[TASK REQUIREMENTS]: All of the entries must be reproduced exactly, with no images carried over.

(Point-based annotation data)
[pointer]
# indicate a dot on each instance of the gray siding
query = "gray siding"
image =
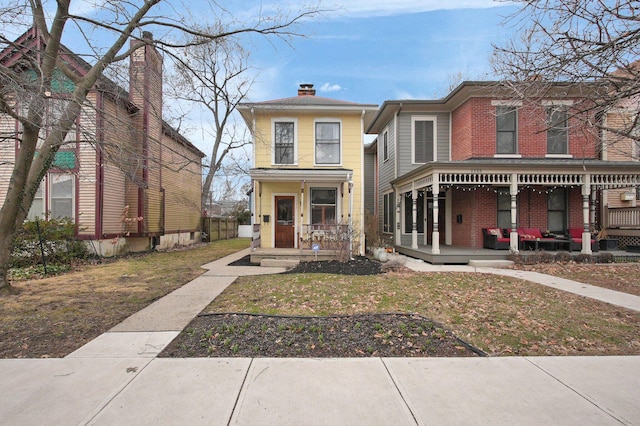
(404, 135)
(370, 183)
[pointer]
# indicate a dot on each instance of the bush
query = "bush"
(605, 258)
(563, 256)
(58, 242)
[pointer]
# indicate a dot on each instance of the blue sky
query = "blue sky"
(372, 51)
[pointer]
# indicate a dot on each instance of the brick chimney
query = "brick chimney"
(306, 90)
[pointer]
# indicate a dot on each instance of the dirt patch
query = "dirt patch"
(384, 335)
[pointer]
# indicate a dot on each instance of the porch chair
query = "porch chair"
(493, 238)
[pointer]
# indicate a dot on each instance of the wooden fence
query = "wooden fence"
(218, 228)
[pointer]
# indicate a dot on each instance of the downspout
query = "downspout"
(99, 207)
(350, 218)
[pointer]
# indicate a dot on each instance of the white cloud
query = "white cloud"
(368, 8)
(330, 87)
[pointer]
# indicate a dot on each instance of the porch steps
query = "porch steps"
(494, 263)
(279, 263)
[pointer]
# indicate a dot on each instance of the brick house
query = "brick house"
(450, 167)
(127, 178)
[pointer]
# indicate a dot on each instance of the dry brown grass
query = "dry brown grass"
(52, 317)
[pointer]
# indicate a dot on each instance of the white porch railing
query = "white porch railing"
(324, 237)
(624, 218)
(255, 238)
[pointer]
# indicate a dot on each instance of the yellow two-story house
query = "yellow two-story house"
(307, 174)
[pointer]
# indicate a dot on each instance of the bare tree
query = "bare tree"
(213, 76)
(26, 84)
(589, 48)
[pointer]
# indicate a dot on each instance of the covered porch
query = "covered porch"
(304, 213)
(424, 192)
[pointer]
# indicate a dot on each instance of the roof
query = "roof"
(464, 91)
(104, 84)
(306, 103)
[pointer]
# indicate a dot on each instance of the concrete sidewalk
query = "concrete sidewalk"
(117, 379)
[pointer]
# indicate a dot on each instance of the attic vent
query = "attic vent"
(306, 90)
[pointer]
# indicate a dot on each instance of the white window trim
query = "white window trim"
(403, 212)
(273, 139)
(328, 120)
(557, 102)
(413, 136)
(51, 181)
(307, 208)
(385, 141)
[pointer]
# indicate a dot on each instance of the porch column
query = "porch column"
(435, 237)
(594, 194)
(350, 232)
(396, 231)
(414, 219)
(586, 234)
(301, 232)
(513, 234)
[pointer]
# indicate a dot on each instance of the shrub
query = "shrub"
(563, 256)
(605, 258)
(58, 243)
(583, 258)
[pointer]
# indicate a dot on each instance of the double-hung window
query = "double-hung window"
(506, 131)
(424, 131)
(385, 146)
(408, 212)
(327, 142)
(388, 213)
(284, 142)
(557, 131)
(323, 206)
(62, 187)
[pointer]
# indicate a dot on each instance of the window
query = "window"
(504, 208)
(557, 210)
(385, 146)
(37, 207)
(408, 212)
(328, 143)
(423, 138)
(61, 195)
(557, 133)
(284, 142)
(506, 133)
(388, 213)
(323, 206)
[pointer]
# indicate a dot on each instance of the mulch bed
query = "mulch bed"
(366, 335)
(359, 265)
(369, 335)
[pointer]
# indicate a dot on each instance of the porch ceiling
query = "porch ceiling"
(308, 175)
(497, 172)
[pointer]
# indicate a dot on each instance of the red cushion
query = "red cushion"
(575, 232)
(535, 232)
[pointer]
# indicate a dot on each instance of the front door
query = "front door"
(285, 225)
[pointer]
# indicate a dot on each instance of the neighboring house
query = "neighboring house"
(129, 180)
(450, 167)
(308, 181)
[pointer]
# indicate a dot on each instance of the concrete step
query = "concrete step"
(490, 263)
(279, 263)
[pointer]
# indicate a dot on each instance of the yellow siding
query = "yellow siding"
(351, 157)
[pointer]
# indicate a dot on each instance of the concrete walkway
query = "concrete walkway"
(117, 380)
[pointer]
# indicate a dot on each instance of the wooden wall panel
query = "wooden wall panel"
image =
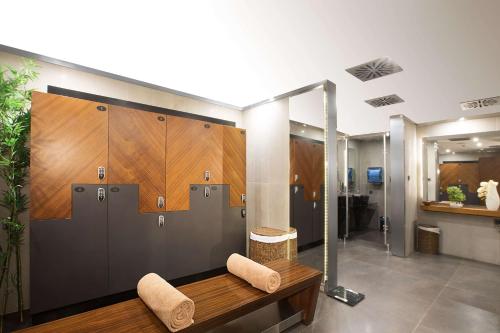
(318, 175)
(489, 168)
(459, 173)
(193, 147)
(137, 153)
(234, 164)
(69, 141)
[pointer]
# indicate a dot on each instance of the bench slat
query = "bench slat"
(217, 300)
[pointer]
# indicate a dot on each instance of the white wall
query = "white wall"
(471, 237)
(77, 80)
(268, 165)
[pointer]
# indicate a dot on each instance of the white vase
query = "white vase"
(492, 199)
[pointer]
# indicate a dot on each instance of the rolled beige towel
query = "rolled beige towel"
(259, 276)
(171, 306)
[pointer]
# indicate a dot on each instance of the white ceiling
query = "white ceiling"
(240, 52)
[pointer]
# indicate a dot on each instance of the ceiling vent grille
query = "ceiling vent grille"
(480, 103)
(375, 69)
(458, 139)
(385, 100)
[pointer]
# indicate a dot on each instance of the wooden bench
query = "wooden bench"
(217, 300)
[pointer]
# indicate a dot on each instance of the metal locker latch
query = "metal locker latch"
(101, 173)
(101, 194)
(161, 202)
(161, 221)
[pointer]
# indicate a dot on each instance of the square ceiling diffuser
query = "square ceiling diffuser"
(384, 100)
(375, 69)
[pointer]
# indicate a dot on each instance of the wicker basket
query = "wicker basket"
(428, 239)
(267, 244)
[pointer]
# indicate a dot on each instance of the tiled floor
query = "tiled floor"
(421, 294)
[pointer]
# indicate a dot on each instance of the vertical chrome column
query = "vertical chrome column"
(398, 186)
(331, 195)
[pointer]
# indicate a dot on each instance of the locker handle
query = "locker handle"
(101, 172)
(101, 194)
(161, 202)
(161, 221)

[SOLUTION TO THE PROBLEM]:
[pointer]
# indicate a dot on each instance of the gray siding
query = "gray siding"
image =
(404, 135)
(370, 183)
[pointer]
# indicate a dot on each instance of the bush
query = "bush"
(605, 258)
(563, 256)
(58, 242)
[pointer]
# indicate a dot on each instance of the blue sky
query = "blue sky"
(372, 51)
[pointer]
# indicate a dot on each instance of the brick chimney
query = "brick chimney"
(306, 90)
[pointer]
# indicate a dot on each instance of the dirt patch
query = "dirt patch"
(384, 335)
[pointer]
# indicate a dot on each instance of the porch chair
query = "porch chair"
(493, 238)
[pointer]
# indicate a dot on each instance of the wooden fence
query = "wooden fence"
(218, 228)
[pointer]
# indicate a dot on each instance of the downspout
query = "downspout"
(99, 207)
(350, 218)
[pointer]
# indicate a dot on each instance of the white cloud
query = "white cloud"
(368, 8)
(330, 87)
[pointer]
# indicate a dot on each instance of the porch steps
query = "porch steps"
(494, 263)
(279, 263)
[pointer]
# indicate a dot on each instance of the brick house
query = "brick house"
(450, 167)
(127, 178)
[pointer]
# indicate a dot on each instance of the dry brown grass
query = "dry brown grass"
(52, 317)
[pointer]
# indicate a dot on each instance of the white porch railing
query = "white porch railing"
(324, 237)
(624, 218)
(255, 238)
[pointer]
# indicate a dot on each instance of the yellow two-story house
query = "yellow two-story house"
(307, 174)
[pointer]
# indicate a dot on each instance of the bare tree
query = "bare tree"
(213, 76)
(26, 84)
(589, 48)
[pointer]
# indicate a dot on each instance of the covered porch
query = "covered porch"
(304, 213)
(424, 192)
[pointer]
# indicate a dot on each instance of the roof
query = "roof"
(464, 91)
(104, 84)
(306, 103)
[pointer]
# indicate a dot on each instance of the concrete sidewalk
query = "concrete sidewalk"
(117, 379)
[pointer]
# indicate a dot on each instance of the attic vent
query = "attic vent"
(306, 90)
[pointer]
# indicate a dot on each instance of the white window trim
query = "white window trim"
(403, 212)
(273, 139)
(328, 120)
(557, 102)
(413, 136)
(51, 181)
(307, 208)
(385, 141)
[pointer]
# indicate a dot on each instance of the porch column
query = "porch column"
(435, 237)
(594, 194)
(350, 232)
(396, 231)
(414, 219)
(586, 234)
(301, 232)
(513, 234)
[pointer]
# indicate a dot on each instance of the shrub
query = "shrub"
(563, 256)
(605, 258)
(58, 243)
(583, 258)
[pointer]
# indicate a dot on each instance of the double-hung window
query = "double-hung window"
(506, 131)
(424, 131)
(385, 146)
(408, 212)
(327, 142)
(388, 213)
(284, 142)
(557, 131)
(323, 206)
(62, 187)
[pointer]
# indicate a dot on each instance of the window
query = "window"
(504, 208)
(557, 210)
(385, 146)
(37, 207)
(408, 212)
(328, 143)
(423, 138)
(61, 195)
(557, 133)
(284, 142)
(506, 133)
(388, 213)
(323, 206)
[pointer]
# indicate a dot on each instance of the mulch bed
query = "mulch bed"
(366, 335)
(359, 265)
(369, 335)
[pointer]
# indicate a dot on each instance of the porch ceiling
query = "porch ceiling"
(308, 175)
(497, 172)
[pointer]
# indicate a dot on each instance of the red cushion
query = "red cushion"
(575, 232)
(535, 232)
[pointer]
# indicate a dot on each instance of the front door
query = "front door"
(285, 225)
[pointer]
# indicate a dot on each instance of the neighboring house
query = "neighboring house"
(129, 180)
(450, 167)
(308, 181)
[pointer]
# indicate a dot on each instance of the concrete step
query = "concrete step"
(490, 263)
(279, 263)
[pointer]
# indicate a dot on each instance of the yellow siding
query = "yellow siding"
(351, 157)
[pointer]
# indicate a dot on each instance of the concrete walkway
query = "concrete walkway"
(117, 380)
[pointer]
# indicate a dot on each instance of the wooden wall panel
query = "wooden wall panel"
image =
(318, 175)
(489, 168)
(459, 173)
(193, 147)
(137, 153)
(234, 164)
(69, 141)
[pointer]
# indicate a dot on each instance of the bench slat
query = "bench slat"
(217, 300)
[pointer]
# indicate a dot on each instance of the white wall
query = "white wall"
(471, 237)
(77, 80)
(268, 165)
[pointer]
# indicate a dot on each instance of the white vase
query = "white vase"
(492, 199)
[pointer]
# indicate a dot on each instance of the rolled beige towel
query = "rolled beige towel"
(259, 276)
(171, 306)
[pointer]
# indicate a dot on each instance of the white ceiling
query = "white ceiling"
(240, 52)
[pointer]
# indicate a dot on each instance of the ceiling vent grille
query = "ceiling vent grille"
(480, 103)
(375, 69)
(458, 139)
(385, 100)
[pointer]
# indicate a dot on each instance of the wooden bench
query = "wooden bench"
(217, 300)
[pointer]
# indicate a dot on each instance of the metal locker latch
query = "metal locker latch"
(101, 173)
(101, 194)
(161, 202)
(161, 221)
[pointer]
# indicate a dot on each instance of the square ceiling diffuser
query = "square ceiling diffuser"
(384, 100)
(375, 69)
[pointer]
# indicate a dot on each instance of the wicker basket
query = "wicker basket"
(428, 239)
(267, 244)
[pointer]
# indicate a dot on each instance of the tiled floor
query = "tiled floor"
(421, 294)
[pointer]
# indicate a dot on each instance of the vertical chrome column
query = "vertical chrome column"
(398, 186)
(331, 195)
[pointer]
# indicate a dot on each instance of the locker handle
query = "locker handle"
(101, 172)
(101, 194)
(161, 202)
(161, 221)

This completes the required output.